## ACTION ITEM
With images removed, transcribe each record exactly as it appears.

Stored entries
------------------------------------

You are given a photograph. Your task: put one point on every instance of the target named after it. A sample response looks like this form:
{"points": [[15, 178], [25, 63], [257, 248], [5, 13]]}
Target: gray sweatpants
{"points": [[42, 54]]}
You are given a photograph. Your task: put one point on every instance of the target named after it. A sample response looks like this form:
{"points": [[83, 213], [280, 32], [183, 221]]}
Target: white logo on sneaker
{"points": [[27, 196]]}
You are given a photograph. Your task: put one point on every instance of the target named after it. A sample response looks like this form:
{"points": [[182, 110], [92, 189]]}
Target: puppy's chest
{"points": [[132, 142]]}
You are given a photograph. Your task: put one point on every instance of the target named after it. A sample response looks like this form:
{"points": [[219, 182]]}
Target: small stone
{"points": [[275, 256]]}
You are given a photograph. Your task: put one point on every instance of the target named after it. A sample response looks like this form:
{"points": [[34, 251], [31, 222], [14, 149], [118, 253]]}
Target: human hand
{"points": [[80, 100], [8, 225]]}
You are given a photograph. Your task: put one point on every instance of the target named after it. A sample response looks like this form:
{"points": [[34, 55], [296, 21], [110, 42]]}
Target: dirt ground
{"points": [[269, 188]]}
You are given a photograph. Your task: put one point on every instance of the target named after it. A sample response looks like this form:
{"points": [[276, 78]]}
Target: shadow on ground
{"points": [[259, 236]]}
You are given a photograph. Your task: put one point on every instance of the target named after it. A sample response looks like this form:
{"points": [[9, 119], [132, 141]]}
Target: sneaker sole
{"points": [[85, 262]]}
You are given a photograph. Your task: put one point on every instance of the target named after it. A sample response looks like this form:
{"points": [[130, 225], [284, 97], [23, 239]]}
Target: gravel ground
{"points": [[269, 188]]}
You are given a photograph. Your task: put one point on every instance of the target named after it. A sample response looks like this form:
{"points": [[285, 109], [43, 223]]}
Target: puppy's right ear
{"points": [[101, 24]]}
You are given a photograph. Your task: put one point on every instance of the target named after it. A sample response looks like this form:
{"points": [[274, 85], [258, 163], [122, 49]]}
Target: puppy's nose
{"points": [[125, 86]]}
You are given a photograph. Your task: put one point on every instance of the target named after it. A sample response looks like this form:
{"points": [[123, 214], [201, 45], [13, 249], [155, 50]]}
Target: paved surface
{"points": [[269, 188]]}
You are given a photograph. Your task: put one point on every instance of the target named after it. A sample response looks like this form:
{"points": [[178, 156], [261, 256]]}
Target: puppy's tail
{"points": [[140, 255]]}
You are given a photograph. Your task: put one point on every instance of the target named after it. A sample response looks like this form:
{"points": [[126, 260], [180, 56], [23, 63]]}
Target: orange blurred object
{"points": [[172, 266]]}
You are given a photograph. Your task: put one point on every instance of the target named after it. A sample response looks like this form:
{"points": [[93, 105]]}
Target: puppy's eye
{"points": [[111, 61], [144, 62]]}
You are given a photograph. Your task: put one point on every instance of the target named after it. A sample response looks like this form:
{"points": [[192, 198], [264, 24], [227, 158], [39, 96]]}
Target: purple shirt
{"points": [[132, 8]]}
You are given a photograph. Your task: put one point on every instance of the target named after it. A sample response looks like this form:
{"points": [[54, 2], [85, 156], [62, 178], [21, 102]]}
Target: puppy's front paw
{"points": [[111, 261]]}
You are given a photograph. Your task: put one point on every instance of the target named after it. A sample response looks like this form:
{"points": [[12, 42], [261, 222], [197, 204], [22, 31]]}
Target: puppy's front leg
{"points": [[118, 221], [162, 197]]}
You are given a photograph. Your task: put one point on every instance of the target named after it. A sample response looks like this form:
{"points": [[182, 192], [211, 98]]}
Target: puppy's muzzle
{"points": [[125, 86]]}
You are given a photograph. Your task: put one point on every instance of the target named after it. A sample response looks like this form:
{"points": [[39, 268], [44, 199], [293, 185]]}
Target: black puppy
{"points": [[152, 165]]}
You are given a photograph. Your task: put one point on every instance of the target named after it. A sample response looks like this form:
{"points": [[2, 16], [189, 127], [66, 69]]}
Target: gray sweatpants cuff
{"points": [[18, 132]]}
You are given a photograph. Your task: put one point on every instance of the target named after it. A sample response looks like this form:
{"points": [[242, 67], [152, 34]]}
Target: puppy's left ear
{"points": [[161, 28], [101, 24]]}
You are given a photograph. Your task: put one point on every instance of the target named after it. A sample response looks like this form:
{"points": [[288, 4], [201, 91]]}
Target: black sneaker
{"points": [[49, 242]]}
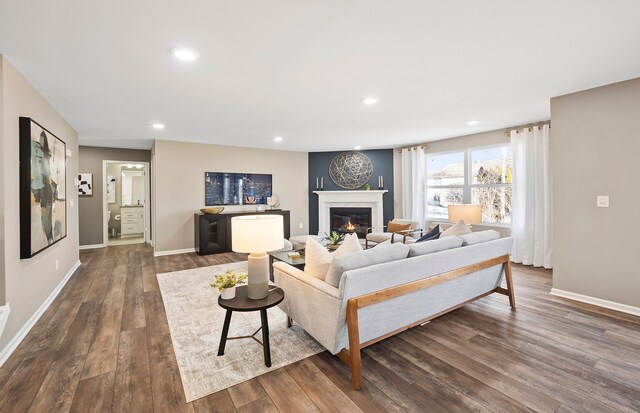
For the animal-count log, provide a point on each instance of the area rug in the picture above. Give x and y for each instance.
(195, 323)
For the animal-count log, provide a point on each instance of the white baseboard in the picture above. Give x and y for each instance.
(173, 252)
(623, 308)
(4, 316)
(20, 335)
(90, 247)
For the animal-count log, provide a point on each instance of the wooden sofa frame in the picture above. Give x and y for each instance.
(352, 355)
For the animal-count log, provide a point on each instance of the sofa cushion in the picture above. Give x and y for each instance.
(456, 230)
(480, 236)
(317, 259)
(433, 234)
(436, 245)
(365, 258)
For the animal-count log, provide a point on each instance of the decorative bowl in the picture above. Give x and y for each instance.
(212, 210)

------------------------------------

## SOLUTION
You are given a photograph. Your task: put one point on every instance of the target named after it. A sample response looks like this form:
{"points": [[15, 178], [25, 63], [257, 248], [5, 13]]}
Target: gray sweatpants
{"points": [[42, 54]]}
You are given a photograph. Your task: put one point on every instance of the target named after it. A sample response looks like this form:
{"points": [[83, 213], [280, 32], [183, 221]]}
Target: white logo on sneaker
{"points": [[27, 196]]}
You are given a photograph. Your task: put one point on every instance of the target named after it. A sample response looks like this form:
{"points": [[182, 110], [92, 189]]}
Target: puppy's chest
{"points": [[132, 142]]}
You are given a photograph. Your task: put one point on every instance of the target named after it. A sample response looks like this form:
{"points": [[219, 182]]}
Target: small stone
{"points": [[275, 256]]}
You are given a photograph. Your task: put one point on every instance of the target named after it. A sample response looks like this form:
{"points": [[34, 251], [31, 222], [14, 149], [118, 253]]}
Target: human hand
{"points": [[80, 100], [8, 225]]}
You are given a photograph. Your task: put one point on every instance of the target named after it. A sample response looks like this form:
{"points": [[34, 55], [296, 21], [110, 42]]}
Target: dirt ground
{"points": [[269, 188]]}
You are given a photograph. Your task: put one point on every instance of the target named after it. A sample response looks like this form:
{"points": [[276, 78]]}
Target: shadow on ground
{"points": [[259, 236]]}
You are given a photograph. Your task: put one point on every instance of the target named after it. A sample response looks like this form:
{"points": [[9, 119], [132, 141]]}
Target: sneaker sole
{"points": [[85, 262]]}
You are given a photograph. Your task: put one point on every instance of the target named after it. A sample response looks like this form:
{"points": [[130, 225], [284, 97], [23, 239]]}
Target: gravel ground
{"points": [[269, 188]]}
You are given a photograph. Your task: put one point on every instance of the target named after it. A sample response looks like this form:
{"points": [[285, 109], [43, 223]]}
Target: puppy's right ear
{"points": [[101, 24]]}
You are given a photograph. Your task: put one point on every instance of the target named after it. A sample response looks like this form:
{"points": [[274, 85], [258, 163], [122, 49]]}
Target: puppy's nose
{"points": [[125, 86]]}
You are given a photograph. Your task: put one point on every instance of the target named after it. A sample response looks like this form:
{"points": [[123, 214], [201, 45], [13, 249], [155, 50]]}
Target: paved surface
{"points": [[269, 188]]}
You are given a photograph. Your task: put one point on every instance of the target named after it. A sample response looks like this form:
{"points": [[178, 156], [261, 256]]}
Target: puppy's tail
{"points": [[140, 255]]}
You are given a photograph. Your task: put one point on every instance of the target named after it. A sample response looks like this form:
{"points": [[126, 260], [180, 56], [23, 63]]}
Target: orange blurred object
{"points": [[172, 266]]}
You are given a photograph. Your task: put one point on every instance of the target named after it. A sample response looks like this form:
{"points": [[93, 105]]}
Target: puppy's eye
{"points": [[111, 61], [144, 62]]}
You are given a photograph. Your task: put one point on every instance of the target named after it. A sample response looks like this form:
{"points": [[192, 198], [264, 24], [227, 158], [39, 96]]}
Target: purple shirt
{"points": [[132, 8]]}
You are given a photograph. Your task: put one point on every instance of the target named after it. A sample response looks like this form:
{"points": [[54, 2], [85, 156], [62, 178], [21, 102]]}
Target: puppy's front paw
{"points": [[111, 261]]}
You are given a photograph. Your task: put one point on every instance of the target named after it. A sample response looks like this form:
{"points": [[12, 42], [261, 222], [197, 204], [22, 31]]}
Target: puppy's front leg
{"points": [[118, 221], [162, 197]]}
You are given a photograph. Your task: put one point on every instance of the target named after it. A sample response looks like this form:
{"points": [[182, 192], [211, 98]]}
Target: puppy's muzzle
{"points": [[125, 86]]}
You are given a photograph. Your task: put one point on every instance of the target named after it. A sample response looks like this form:
{"points": [[39, 268], [44, 199], [293, 185]]}
Target: black puppy
{"points": [[152, 165]]}
You are given a photograph. Your task: put one point on every instance of the target named after it. A sample response looks like this form:
{"points": [[2, 16], [189, 127], [66, 69]]}
Target: gray sweatpants cuff
{"points": [[18, 132]]}
You are given a photograph. Your task: put one point on every instance of the target named after it. A sample response looks like this form:
{"points": [[242, 67], [152, 34]]}
Target: puppy's left ear
{"points": [[161, 28], [101, 24]]}
You are given a photograph. Your task: put one point on every instance of the target named after it. A sample response looks like this form:
{"points": [[288, 4], [201, 91]]}
Target: black sneaker
{"points": [[49, 242]]}
For the animal-count log, provide a point on each instance of the area rug in the picture above. Give x and y for each instance.
(195, 323)
For the animal-count log, provide a point on each instance of the white baseboard in the picture above. Give x and y for each instance.
(173, 252)
(623, 308)
(4, 316)
(20, 335)
(90, 247)
For the animal-count log, provide a point on each instance of the wooden sofa frame in the picture above. Give x and y for each instance.
(352, 355)
For the animal-count log, provide a point on each instance of the sofa cushion in the picture above. Give x and y for each instance.
(456, 230)
(480, 236)
(317, 259)
(433, 234)
(436, 245)
(365, 258)
For the animal-count log, provide a point on each instance of the decorative bowl in the picture above. Give x and y for each instance.
(212, 210)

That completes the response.